* **Try it**: In the blog post about Granny D below, translate this sentence into Spanish: "The hawk feather is symbolic of my own freedom."

* **Given passage**:
⁂
Tuesday, September 1, 2009

Granny D = Mommy Y?

"You need to have a purpose in your life, and you need friends. Friends often come from your commitments, your passions. If you are alone, it is usually a sign that you need to commit yourself to your beliefs or at least to a good activity.

You need to give yourself away."

My daughter Allison bought me a book that she has been talking about for years. Granny D. She says Granny reminds her of me. That is quite a compliment and I am sure over blown. If you haven't heard of Granny D let me introduce you to Doris Haddock. Doris' husband had passed away, then her best friend. This kind of loss is not unusual to find in the life of a 89 year old woman. The loss of these people left Doris depressed and lacking any reason to get up in the morning.

One day she was complaining about how politics had become so corrupt. She worried about how the corporations controlled our politicians and her friend said "Well, Doris, what are you going to do about it?" That got Doris thinking. She remembered back in the 60s when she and her husband stood up against nuclear proliferation and staged a protest walk. The idea was hatched. The next thing you know she is sitting down with her son telling him she planned on walking across the country to lobby for campaign finance reform.


Well, she did it. By the time she finished this 90 year old had walked from California to Washington DC. She even cross country skied the last little bit. Am I honored that my daughter would think I belong in the same sentence as Granny D? You betcha.



What she says is very true. You have to give yourself away (to your passion, to your purpose.) I think for many years, I have given myself away to my business, but in my self induced haze, I hadn't allowed personal passions to be explored in the least. Throw in that the "cancer" card and you can see I was frozen in place, unable to move forward, certainly unable to chase my passions with purpose.



Being back at work, has been a challenge only in that, the demands of work continue to compete with my need to give myself fully to this effort of the 3 day. I am finding my way through this new dynamic though with steely determination. But I have to say I envy the ability to start on your walk, and putting your head down, blaze assertively into the sunset, tilting at windmills and convinced you will succeed, without much distraction from the task.




In my hat I now have placed a hawk feather and three flowers. The three flowers stand for my friends from Tri-Delta who are walking with me. The hawk feather is symbolic of my own freedom. But the hat itself is the shelter of my family, my husband Glenn and daughter Katie in the cheering section, and my daughter Allison walking by my side. Without their love I would be exposed to the elements and left to wither. I like the vision of me in that hat. It feels like I am approaching the kind of "can do" "spunky fiber" that characterizes Granny D. By the way she is still around, now 99. She finished her walk in 2000. She has a website (although she hasn't posted in almost a year and they are doing a documentary about her. Read about it at http://www.grannyd.com/



Walk like you mean it ... and be sure to leave footprints.
⁂
* **Excerpted records**:

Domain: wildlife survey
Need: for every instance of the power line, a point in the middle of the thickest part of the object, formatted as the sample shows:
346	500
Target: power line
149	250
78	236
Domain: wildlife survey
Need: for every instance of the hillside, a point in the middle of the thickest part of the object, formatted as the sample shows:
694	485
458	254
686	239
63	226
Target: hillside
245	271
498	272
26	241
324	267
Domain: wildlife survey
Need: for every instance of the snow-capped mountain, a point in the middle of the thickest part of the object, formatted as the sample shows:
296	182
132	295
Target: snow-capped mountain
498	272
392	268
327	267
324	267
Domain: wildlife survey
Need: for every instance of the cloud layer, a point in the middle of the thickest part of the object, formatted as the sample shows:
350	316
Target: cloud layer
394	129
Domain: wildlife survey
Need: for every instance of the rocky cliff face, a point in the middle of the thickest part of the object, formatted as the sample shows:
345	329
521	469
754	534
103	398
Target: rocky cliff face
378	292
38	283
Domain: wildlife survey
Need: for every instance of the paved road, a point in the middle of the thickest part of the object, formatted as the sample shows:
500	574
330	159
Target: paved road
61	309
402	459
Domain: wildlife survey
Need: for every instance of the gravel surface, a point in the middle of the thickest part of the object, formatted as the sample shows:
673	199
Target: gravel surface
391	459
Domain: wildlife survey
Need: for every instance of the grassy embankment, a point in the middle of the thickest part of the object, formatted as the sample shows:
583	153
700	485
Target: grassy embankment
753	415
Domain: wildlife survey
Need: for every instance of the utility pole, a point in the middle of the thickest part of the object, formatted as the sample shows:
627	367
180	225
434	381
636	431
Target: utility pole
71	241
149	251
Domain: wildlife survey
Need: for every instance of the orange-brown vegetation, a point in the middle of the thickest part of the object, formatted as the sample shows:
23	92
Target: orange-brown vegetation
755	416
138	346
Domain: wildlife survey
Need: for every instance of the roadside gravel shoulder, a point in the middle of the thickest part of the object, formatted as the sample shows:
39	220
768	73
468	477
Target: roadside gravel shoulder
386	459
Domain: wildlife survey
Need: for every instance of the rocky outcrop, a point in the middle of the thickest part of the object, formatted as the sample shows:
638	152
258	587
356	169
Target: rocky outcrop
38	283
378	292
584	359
⁂
* **Solution below**: La pluma de halcón simboliza mi propia libertad.